*Your instructions:*
Your task is to repeat the entries below exactly and to leave their images out.

Image point grounding data
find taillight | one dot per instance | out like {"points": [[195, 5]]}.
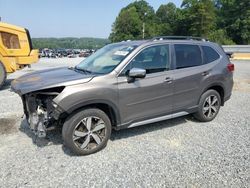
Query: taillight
{"points": [[230, 67]]}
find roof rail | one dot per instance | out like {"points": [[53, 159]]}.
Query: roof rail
{"points": [[179, 38]]}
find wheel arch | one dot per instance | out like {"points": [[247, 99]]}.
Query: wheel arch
{"points": [[217, 87]]}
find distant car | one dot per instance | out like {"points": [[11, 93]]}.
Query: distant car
{"points": [[72, 56], [125, 85], [84, 54]]}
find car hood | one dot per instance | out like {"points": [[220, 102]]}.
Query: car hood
{"points": [[50, 78]]}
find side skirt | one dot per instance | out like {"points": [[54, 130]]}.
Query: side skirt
{"points": [[152, 120]]}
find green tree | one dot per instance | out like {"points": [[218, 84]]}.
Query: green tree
{"points": [[129, 23], [234, 16], [199, 16], [167, 19], [127, 26]]}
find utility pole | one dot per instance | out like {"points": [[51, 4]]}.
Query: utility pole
{"points": [[143, 26], [143, 30]]}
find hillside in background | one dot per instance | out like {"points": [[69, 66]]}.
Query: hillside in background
{"points": [[69, 43]]}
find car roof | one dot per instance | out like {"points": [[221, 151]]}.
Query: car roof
{"points": [[157, 40]]}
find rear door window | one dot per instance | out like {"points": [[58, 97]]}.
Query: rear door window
{"points": [[187, 55], [209, 54]]}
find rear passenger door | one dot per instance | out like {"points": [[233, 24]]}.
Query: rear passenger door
{"points": [[151, 96], [188, 75]]}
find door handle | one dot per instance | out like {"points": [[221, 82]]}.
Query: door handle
{"points": [[205, 73], [168, 80]]}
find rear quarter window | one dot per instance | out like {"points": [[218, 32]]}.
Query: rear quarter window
{"points": [[209, 54], [187, 55]]}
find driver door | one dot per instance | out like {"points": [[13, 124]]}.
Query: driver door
{"points": [[148, 97]]}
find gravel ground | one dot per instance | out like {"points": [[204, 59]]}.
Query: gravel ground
{"points": [[176, 153]]}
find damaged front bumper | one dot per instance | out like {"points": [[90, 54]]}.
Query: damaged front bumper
{"points": [[41, 112]]}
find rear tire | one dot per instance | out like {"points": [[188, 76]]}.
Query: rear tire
{"points": [[87, 131], [209, 106], [3, 75]]}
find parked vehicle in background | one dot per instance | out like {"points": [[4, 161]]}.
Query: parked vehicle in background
{"points": [[127, 84], [15, 50]]}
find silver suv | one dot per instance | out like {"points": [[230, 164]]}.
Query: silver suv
{"points": [[124, 85]]}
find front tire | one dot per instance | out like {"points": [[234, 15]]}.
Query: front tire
{"points": [[209, 106], [3, 75], [87, 131]]}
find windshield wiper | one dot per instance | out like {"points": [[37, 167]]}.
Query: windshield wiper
{"points": [[82, 70]]}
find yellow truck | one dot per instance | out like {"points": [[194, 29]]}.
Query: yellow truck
{"points": [[15, 50]]}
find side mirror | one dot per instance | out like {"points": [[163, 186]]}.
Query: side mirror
{"points": [[137, 73]]}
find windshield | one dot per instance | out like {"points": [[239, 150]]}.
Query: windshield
{"points": [[106, 59]]}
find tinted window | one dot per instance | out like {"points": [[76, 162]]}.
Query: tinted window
{"points": [[10, 41], [209, 54], [187, 55], [153, 59]]}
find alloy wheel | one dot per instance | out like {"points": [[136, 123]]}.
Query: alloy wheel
{"points": [[211, 106], [89, 133]]}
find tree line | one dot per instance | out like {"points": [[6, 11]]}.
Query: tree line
{"points": [[221, 21], [69, 43]]}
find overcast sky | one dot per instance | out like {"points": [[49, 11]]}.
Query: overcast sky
{"points": [[67, 18]]}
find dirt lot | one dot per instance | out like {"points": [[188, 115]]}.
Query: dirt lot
{"points": [[176, 153]]}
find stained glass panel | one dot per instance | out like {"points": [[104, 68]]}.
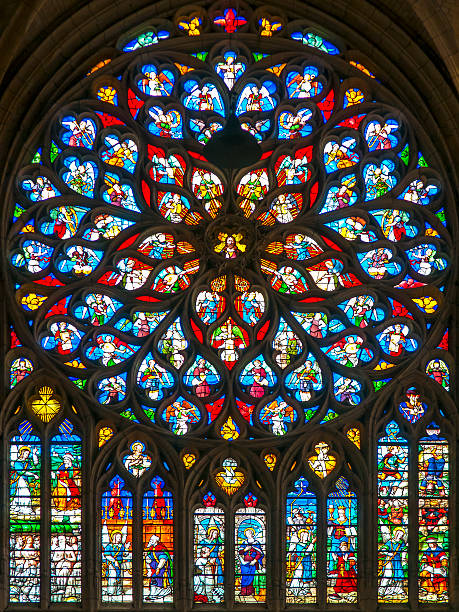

*Result for this exercise:*
find taillight | one dot per instance | out like {"points": [[195, 5]]}.
Query: taillight
{"points": [[230, 67]]}
find roof rail | one dot per instance | out like {"points": [[53, 159]]}.
Query: roof rail
{"points": [[179, 38]]}
find wheel arch | one dot per instance | out like {"points": [[247, 99]]}.
Query: wheel arch
{"points": [[217, 87]]}
find distant car | one dot per instance | out like {"points": [[11, 93]]}.
Query: distant car
{"points": [[72, 56], [125, 85], [84, 54]]}
find car hood | one dot per instance | out like {"points": [[220, 102]]}.
Query: car hood
{"points": [[50, 78]]}
find side skirt | one dot per instance | out like {"points": [[54, 130]]}.
Query: side skirt
{"points": [[152, 120]]}
find green tree | one dot per instance | out like {"points": [[218, 84]]}.
Query: green tree
{"points": [[129, 23], [234, 16], [199, 16], [167, 19], [127, 26]]}
find utility pole | one dot per instance | out like {"points": [[51, 4]]}.
Query: utility pole
{"points": [[143, 26], [143, 30]]}
find hillside in background | one dot per instance | out like {"points": [[69, 66]]}.
Query: hillside in background
{"points": [[69, 43]]}
find car roof | one dot per instance | out like {"points": [[221, 151]]}.
Query: car roof
{"points": [[157, 40]]}
find rear door window | one dot per instance | out like {"points": [[58, 97]]}.
Query: rear door window
{"points": [[187, 55], [209, 54]]}
find rear passenger door | one dot per instance | out like {"points": [[233, 24]]}.
Query: rear passenger door
{"points": [[151, 96], [188, 75]]}
find door handle | one dot per instance | out like {"points": [[221, 82]]}.
Query: door handle
{"points": [[205, 73], [168, 80]]}
find rear quarter window | one dot per instance | out like {"points": [[218, 32]]}.
Query: rear quarter window
{"points": [[209, 54], [187, 55]]}
find driver door | one dot per instance | out like {"points": [[13, 124]]}.
Query: driver door
{"points": [[148, 97]]}
find gravel ground | one dot per instance | out like {"points": [[204, 59]]}.
Query: gravel ground
{"points": [[176, 153]]}
find damaged front bumper | one dot per instance | out like {"points": [[90, 54]]}.
Query: damaged front bumper
{"points": [[41, 112]]}
find rear tire | one dot per instance | out like {"points": [[188, 76]]}.
Query: rear tire
{"points": [[87, 131], [209, 106], [3, 75]]}
find parked vehicle in background | one dot per instance | out like {"points": [[4, 161]]}.
Query: parked vehicle in background
{"points": [[127, 84], [15, 50]]}
find silver suv | one dot per instance | out like {"points": [[230, 164]]}.
Query: silver suv
{"points": [[124, 85]]}
find front tire | one dot per instance | out like {"points": [[234, 15]]}.
Query: front tire
{"points": [[209, 106], [3, 75], [87, 131]]}
find windshield wiper | one dot per instance | out like {"points": [[37, 167]]}.
Query: windshield wiper
{"points": [[82, 70]]}
find yellow truck | one dot per instance | out like {"points": [[194, 29]]}.
Query: yellow truck
{"points": [[15, 50]]}
find side mirror | one dot per instance | out like {"points": [[163, 186]]}.
Query: side mirror
{"points": [[137, 73]]}
find windshield | one dot per instance | out like {"points": [[239, 150]]}.
Query: windshield
{"points": [[106, 59]]}
find tinted window | one dot per instance | out like {"points": [[76, 162]]}.
Query: tinted window
{"points": [[10, 41], [209, 54], [187, 55], [153, 59]]}
find alloy wheel | one dot per instance | out like {"points": [[136, 123]]}.
Query: alloy wheel
{"points": [[211, 106], [89, 133]]}
find tree line | one dot per instance | out like {"points": [[6, 11]]}.
Query: tree line
{"points": [[221, 21], [69, 43]]}
find overcast sky | one dot per instance | out like {"points": [[49, 11]]}.
Query: overcast sky
{"points": [[67, 18]]}
find dirt lot | one dot per instance | out like {"points": [[188, 115]]}.
Query: dirt lot
{"points": [[176, 153]]}
find stained glass panel | one dot per instance | out like {"points": [[104, 68]]}.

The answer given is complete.